Source extract:

# # #

THE ARBOR FUND
INVESTMENT ADVISORY AGREEMENT
AGREEMENT made this 1st day of August, 1994, by and between The Arbor Fund,
a Massachusetts business trust (the "Trust"), and Capitoline Investment Services
Incorporated (the "Adviser").
WHEREAS, the Trust is an open-end, diversified management investment
company registered under the Investment Company Act of 1940, as amended (the
"1940 Act"), consisting of several series of shares, each having its own
investment policies; and
WHEREAS, the Trust has retained SEI Financial Management Corporation (the
"Administrator") to provide administration of the Trust's operations, subject to
the control of the Board of Trustees;
WHEREAS, the Trust desires to retain the Adviser to render investment
management services with respect to its U.S. Government Securities Money Fund
and such other portfolios as the Trust and the Adviser may agree upon (the
"Portfolios"), and the Adviser is willing to render such services:
NOW, THEREFORE, in consideration of mutual covenants herein contained, the
parties hereto agree as follows:
1. DUTIES OF THE ADVISER. The Trust employs the Adviser to manage the
investment and reinvestment of the assets, and to continuously review,
supervise, and administer the investment program of the Portfolios, to
determine in its discretion the securities to be purchased or sold, to
provide the Administrator and the Trust with records concerning the
Adviser's activities which the Trust is required to maintain, and to
render regular reports to the Administrator and to the Trust's
officers and Trustees concerning the Adviser's discharge of the
foregoing responsibilities.
The Adviser shall discharge the foregoing responsibilities subject to
the control of the Board of Trustees of the Trust and in compliance
with such policies as the Trustees may from time to time establish,
and in compliance with the objectives, policies, and limitations for
each such Portfolio set forth in the Trust's prospectus and statement
of additional information as amended from time to time, and applicable
laws and regulations.
The Adviser accepts such employment and agrees, at its own expense, to
render the services and to provide the office space, furnishings and
equipment
and the personnel required by it to perform the services on the terms and
for the compensation provided herein.
2. PORTFOLIO TRANSACTIONS. The Adviser is authorized to select the brokers or
dealers that will execute the purchases and sales of portfolio securities
for the Portfolios and is directed to use its best efforts to obtain the
best net results as described in the Trust's prospectus and statement of
additional information from time to time. The Adviser will promptly
communicate to the Administrator and to the officers and the Trustees of
the Trust such information relating to portfolio transactions as they may
reasonably request.
It is understood that the Adviser will not be deemed to have acted
unlawfully, or to have breached a fiduciary duty to the Trust or be in
breach of any obligation owing to the Trust under this Agreement, or
otherwise, solely by reason of its having directed a securities transaction
on behalf of the Trust to a broker-dealer in compliance with the provisions
of Section 28(e) of the Securities Exchange Act of 1934.

# # #

Challenge 1:
On what date was the advisory agreement made?
Challenge 2:
Do these statements agree with the advisory agreement? (a) The Trust is a Massachusetts business trust. (b) The Trust pays for the office space the Adviser needs to perform its services. (c) The Adviser may choose the brokers or dealers who execute purchases and sales of portfolio securities.
Challenge 3:
Rewrite the part of the advisory agreement that opens with the words containing "2. PORTFOLIO TRANSACTIONS." and closes with "reasonably request.", putting "without delay" in place of "promptly".

Dataset content:
# # #

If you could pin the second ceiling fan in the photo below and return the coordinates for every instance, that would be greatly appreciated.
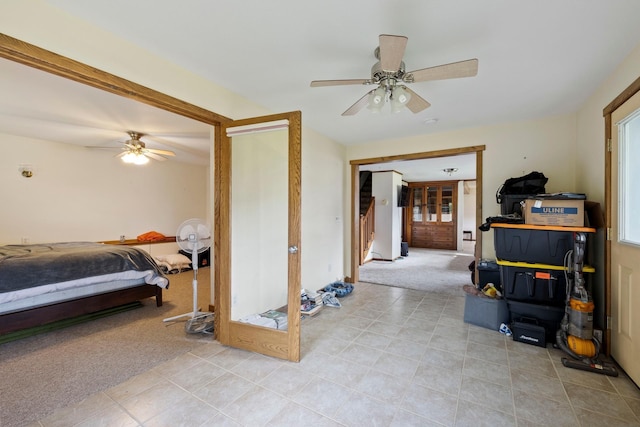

# # #

Finished answer 1:
The 1st day of August, 1994.

Finished answer 2:
(a) Yes: "a Massachusetts business trust (the "Trust")"
(b) No: "The Adviser accepts such employment and agrees, at its own expense, to render the services and to provide the office space"
(c) Yes: "The Adviser is authorized to select the brokers or dealers that will execute the purchases and sales of portfolio securities"

Finished answer 3:
2. PORTFOLIO TRANSACTIONS. The Adviser is authorized to select the brokers or
dealers that will execute the purchases and sales of portfolio securities
for the Portfolios and is directed to use its best efforts to obtain the
best net results as described in the Trust's prospectus and statement of
additional information from time to time. The Adviser will without delay
communicate to the Administrator and to the officers and the Trustees of
the Trust such information relating to portfolio transactions as they may
reasonably request.